* Directions *
Copy the following lines word for word.

>> start Exercise inputs

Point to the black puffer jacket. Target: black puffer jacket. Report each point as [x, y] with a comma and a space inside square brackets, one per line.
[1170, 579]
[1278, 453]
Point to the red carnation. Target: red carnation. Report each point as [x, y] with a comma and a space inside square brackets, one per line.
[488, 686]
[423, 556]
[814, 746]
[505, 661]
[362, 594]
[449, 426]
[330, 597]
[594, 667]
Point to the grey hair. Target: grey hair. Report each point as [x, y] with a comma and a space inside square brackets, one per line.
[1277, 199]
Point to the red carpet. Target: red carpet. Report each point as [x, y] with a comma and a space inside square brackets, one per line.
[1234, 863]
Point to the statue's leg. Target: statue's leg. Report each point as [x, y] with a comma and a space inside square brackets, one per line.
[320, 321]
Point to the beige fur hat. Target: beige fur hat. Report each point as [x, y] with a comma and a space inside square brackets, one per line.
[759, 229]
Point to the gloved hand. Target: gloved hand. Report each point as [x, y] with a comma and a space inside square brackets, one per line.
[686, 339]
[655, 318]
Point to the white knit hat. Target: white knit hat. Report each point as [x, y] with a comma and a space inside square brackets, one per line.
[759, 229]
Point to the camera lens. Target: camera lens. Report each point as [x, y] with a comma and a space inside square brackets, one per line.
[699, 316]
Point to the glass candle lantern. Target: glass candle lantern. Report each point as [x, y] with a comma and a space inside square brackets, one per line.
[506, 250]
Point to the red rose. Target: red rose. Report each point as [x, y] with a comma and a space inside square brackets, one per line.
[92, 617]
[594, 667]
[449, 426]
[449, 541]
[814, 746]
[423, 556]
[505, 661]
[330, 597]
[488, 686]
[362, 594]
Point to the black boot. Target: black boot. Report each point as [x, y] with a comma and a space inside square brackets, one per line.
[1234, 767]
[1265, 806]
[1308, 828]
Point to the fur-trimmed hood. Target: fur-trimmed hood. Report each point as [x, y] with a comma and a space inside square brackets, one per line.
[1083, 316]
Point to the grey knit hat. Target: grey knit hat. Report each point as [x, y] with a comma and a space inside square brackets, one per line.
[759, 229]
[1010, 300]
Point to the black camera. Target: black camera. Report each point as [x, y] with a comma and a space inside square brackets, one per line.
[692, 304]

>> end Exercise inputs

* Output below *
Point to the black puffer jacket. Target: black puffer jacket. Report each point as [x, y] with a comma and a space inside square brackets, one per line.
[1170, 579]
[1278, 453]
Point to the red carnation. Target: red carnation. Report each point as [x, y] with a comma and a space inside square brackets, one per line.
[488, 686]
[423, 556]
[814, 746]
[505, 661]
[362, 594]
[449, 426]
[330, 597]
[594, 667]
Point to the grey hair. Target: grey hair. Report each point as [x, y] with a comma and a space inside square brackets, one per line.
[1277, 199]
Point to the red carpet. Target: red carpet. Report each point as [x, y] with a comma and a space inside square brackets, one per line.
[1234, 863]
Point to the statue's leg. Target: statue's leg. Report each point as [x, y] with a comma and a space inside square brackets, one per line.
[320, 321]
Point to the beige fur hat. Target: beige fur hat. Report each point as [x, y] with a comma and a space inside square brackets, one per line.
[759, 229]
Point to the gloved hand. Target: gloved hand. Report each point as [x, y] with a comma and a space inside square brackets, one per line.
[686, 339]
[655, 318]
Point to the white knit hat. Target: white knit hat. Report each point as [x, y] with a comma and a space inside square brackets, one per line.
[759, 229]
Point to the camera lens. Target: camera lens. Report each point as [x, y] with a comma and a space inside square brackets, one per line.
[699, 316]
Point to the glass candle lantern. Target: glass candle lantern. Report each point as [x, y] with a comma and a space inside square brackets, one per line.
[506, 250]
Point to the red rose. Target: red rose. Report each point as [x, y] with a comma and a space inside square brackets, one per line.
[92, 617]
[594, 667]
[449, 426]
[449, 541]
[814, 746]
[423, 556]
[505, 661]
[330, 597]
[488, 686]
[362, 594]
Point to the black boot. Target: black boot. Report each point as [x, y] with a comma and a space inside square brackets, one per line.
[1234, 767]
[1265, 806]
[1308, 828]
Point to the fur-trimmed hood. Target: fur-trimmed hood. Report each point as [x, y] with a comma and a space inside square brackets, one per line.
[1083, 316]
Point to the grey knit hat. Target: grey knit hat. Report each point as [x, y] with a comma and a space inside square brackets, one per line.
[759, 229]
[1010, 300]
Point to the black camera. Target: black camera. Report each point as [x, y] with a comma and a space inside square brackets, one per line.
[692, 304]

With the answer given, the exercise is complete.